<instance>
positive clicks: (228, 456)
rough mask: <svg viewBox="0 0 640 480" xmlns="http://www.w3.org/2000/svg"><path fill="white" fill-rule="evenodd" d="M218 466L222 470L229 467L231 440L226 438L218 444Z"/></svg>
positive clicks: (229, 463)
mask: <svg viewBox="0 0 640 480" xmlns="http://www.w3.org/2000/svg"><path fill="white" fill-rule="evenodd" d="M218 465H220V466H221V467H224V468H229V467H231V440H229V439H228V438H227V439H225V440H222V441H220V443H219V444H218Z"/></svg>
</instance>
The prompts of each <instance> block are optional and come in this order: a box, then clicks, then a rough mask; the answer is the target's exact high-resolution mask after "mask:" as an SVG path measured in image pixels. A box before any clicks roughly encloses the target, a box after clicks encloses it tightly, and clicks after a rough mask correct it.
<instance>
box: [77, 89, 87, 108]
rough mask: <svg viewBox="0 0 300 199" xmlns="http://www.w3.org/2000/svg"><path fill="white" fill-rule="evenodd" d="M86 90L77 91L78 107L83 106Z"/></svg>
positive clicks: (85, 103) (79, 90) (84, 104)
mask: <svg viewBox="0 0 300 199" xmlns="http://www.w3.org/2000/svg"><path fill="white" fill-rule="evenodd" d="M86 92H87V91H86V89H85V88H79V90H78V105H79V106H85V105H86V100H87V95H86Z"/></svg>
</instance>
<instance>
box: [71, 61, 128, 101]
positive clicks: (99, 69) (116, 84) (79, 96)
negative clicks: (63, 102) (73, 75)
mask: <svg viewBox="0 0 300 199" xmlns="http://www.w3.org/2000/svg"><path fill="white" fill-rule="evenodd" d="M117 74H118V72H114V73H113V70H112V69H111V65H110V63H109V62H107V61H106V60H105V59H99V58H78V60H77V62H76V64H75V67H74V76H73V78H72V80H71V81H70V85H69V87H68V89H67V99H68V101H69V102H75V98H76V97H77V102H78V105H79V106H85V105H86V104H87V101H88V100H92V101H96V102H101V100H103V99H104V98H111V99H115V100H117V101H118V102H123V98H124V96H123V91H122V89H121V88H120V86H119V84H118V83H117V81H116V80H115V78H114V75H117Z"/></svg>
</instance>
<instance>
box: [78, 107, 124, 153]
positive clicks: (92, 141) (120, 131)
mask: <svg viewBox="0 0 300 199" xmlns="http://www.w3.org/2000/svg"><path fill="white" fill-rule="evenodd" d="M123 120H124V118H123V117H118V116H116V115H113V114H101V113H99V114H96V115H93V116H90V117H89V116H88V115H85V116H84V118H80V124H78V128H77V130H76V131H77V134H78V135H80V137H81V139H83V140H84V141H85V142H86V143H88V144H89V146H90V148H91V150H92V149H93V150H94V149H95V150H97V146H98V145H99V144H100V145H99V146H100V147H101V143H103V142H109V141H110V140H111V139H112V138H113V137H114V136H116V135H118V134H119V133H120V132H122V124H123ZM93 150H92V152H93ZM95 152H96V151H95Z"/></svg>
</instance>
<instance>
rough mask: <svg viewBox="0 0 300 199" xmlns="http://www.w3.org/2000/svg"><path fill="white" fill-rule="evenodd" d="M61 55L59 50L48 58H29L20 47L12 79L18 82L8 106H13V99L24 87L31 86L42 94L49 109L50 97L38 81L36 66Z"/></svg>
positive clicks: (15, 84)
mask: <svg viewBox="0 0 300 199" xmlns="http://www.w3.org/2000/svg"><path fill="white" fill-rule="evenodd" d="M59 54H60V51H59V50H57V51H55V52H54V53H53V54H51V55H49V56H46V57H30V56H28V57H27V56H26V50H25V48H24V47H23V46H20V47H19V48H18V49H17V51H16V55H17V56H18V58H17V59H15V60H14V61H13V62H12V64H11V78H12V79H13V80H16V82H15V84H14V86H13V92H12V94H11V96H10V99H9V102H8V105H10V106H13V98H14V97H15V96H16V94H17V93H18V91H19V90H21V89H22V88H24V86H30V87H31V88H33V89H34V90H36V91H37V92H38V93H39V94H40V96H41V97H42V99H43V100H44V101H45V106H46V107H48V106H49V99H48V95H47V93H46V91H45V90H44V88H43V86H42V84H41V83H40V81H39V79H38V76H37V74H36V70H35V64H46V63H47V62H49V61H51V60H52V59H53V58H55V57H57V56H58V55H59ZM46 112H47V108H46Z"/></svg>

▬▬▬▬▬▬▬▬▬▬

A complete, exact copy of the material is the expected answer.

■ Answer to the problem
<instance>
positive clicks: (228, 456)
rough mask: <svg viewBox="0 0 640 480" xmlns="http://www.w3.org/2000/svg"><path fill="white" fill-rule="evenodd" d="M218 466L222 470L229 467L231 440L226 438L218 444Z"/></svg>
positive clicks: (229, 463)
mask: <svg viewBox="0 0 640 480" xmlns="http://www.w3.org/2000/svg"><path fill="white" fill-rule="evenodd" d="M218 465H220V466H221V467H224V468H229V467H231V440H229V439H228V438H227V439H225V440H222V441H220V443H219V444H218Z"/></svg>
</instance>
The prompts of each <instance> block are optional and come in this order: a box, then clicks, then a rough mask; the answer is the target's exact high-resolution mask after "mask:" as an SVG path measured in image pixels. A box before any clicks roughly encloses the target, a box after clicks encloses it tightly, and clicks after a rough mask correct it.
<instance>
box: [77, 89, 87, 108]
rough mask: <svg viewBox="0 0 300 199" xmlns="http://www.w3.org/2000/svg"><path fill="white" fill-rule="evenodd" d="M86 90L77 91L78 107L83 106Z"/></svg>
positive clicks: (85, 103) (79, 90) (84, 104)
mask: <svg viewBox="0 0 300 199" xmlns="http://www.w3.org/2000/svg"><path fill="white" fill-rule="evenodd" d="M86 92H87V91H86V89H85V88H79V90H78V105H79V106H85V105H86V100H87V95H86Z"/></svg>
</instance>
<instance>
box: [71, 61, 128, 101]
positive clicks: (99, 69) (116, 84) (79, 96)
negative clicks: (63, 102) (73, 75)
mask: <svg viewBox="0 0 300 199" xmlns="http://www.w3.org/2000/svg"><path fill="white" fill-rule="evenodd" d="M117 74H118V72H114V73H113V70H112V69H111V65H110V63H109V62H107V61H106V60H105V59H99V58H78V60H77V62H76V64H75V67H74V76H73V78H72V80H71V81H70V85H69V87H68V89H67V99H68V101H69V102H75V98H76V97H77V102H78V105H79V106H85V105H86V104H87V101H88V100H92V101H96V102H101V100H103V99H104V98H111V99H115V100H117V101H118V102H123V98H124V96H123V91H122V89H121V88H120V86H119V84H118V83H117V81H116V80H115V78H114V75H117Z"/></svg>
</instance>
<instance>
box: [78, 107, 124, 153]
positive clicks: (92, 141) (120, 131)
mask: <svg viewBox="0 0 300 199" xmlns="http://www.w3.org/2000/svg"><path fill="white" fill-rule="evenodd" d="M123 120H124V118H123V117H118V116H116V115H113V114H101V113H99V114H96V115H93V116H90V117H89V116H88V115H85V116H84V118H80V124H78V128H77V130H76V131H77V134H78V135H80V137H81V139H83V140H84V141H85V142H86V143H88V144H89V146H90V148H91V150H92V149H93V150H94V149H95V150H97V146H98V145H99V144H100V145H99V146H100V147H101V143H103V142H109V141H110V140H111V139H112V138H113V137H114V136H116V135H118V134H119V133H120V132H122V124H123ZM93 150H92V152H93ZM95 152H96V151H95Z"/></svg>
</instance>
<instance>
rough mask: <svg viewBox="0 0 300 199" xmlns="http://www.w3.org/2000/svg"><path fill="white" fill-rule="evenodd" d="M61 55L59 50L48 58H29L20 47L12 79L18 82L8 106H13V99L24 87L31 86L42 94L49 109L50 97L38 81L36 66Z"/></svg>
positive clicks: (15, 84)
mask: <svg viewBox="0 0 300 199" xmlns="http://www.w3.org/2000/svg"><path fill="white" fill-rule="evenodd" d="M59 54H60V51H59V50H57V51H55V52H54V53H53V54H51V55H49V56H46V57H30V56H28V57H27V56H26V50H25V48H24V47H23V46H20V47H19V48H18V49H17V51H16V55H17V56H18V58H17V59H15V60H14V61H13V62H12V64H11V78H12V79H13V80H16V82H15V84H14V86H13V92H12V94H11V96H10V99H9V102H8V105H10V106H13V98H14V97H15V96H16V94H17V93H18V91H19V90H21V89H22V88H24V86H30V87H31V88H33V89H34V90H36V91H37V92H38V93H39V94H40V96H41V97H42V99H43V100H44V101H45V106H46V107H48V106H49V99H48V95H47V93H46V91H45V90H44V88H43V86H42V84H41V83H40V81H39V79H38V76H37V74H36V70H35V64H46V63H47V62H49V61H51V60H52V59H53V58H55V57H57V56H58V55H59ZM46 112H47V108H46Z"/></svg>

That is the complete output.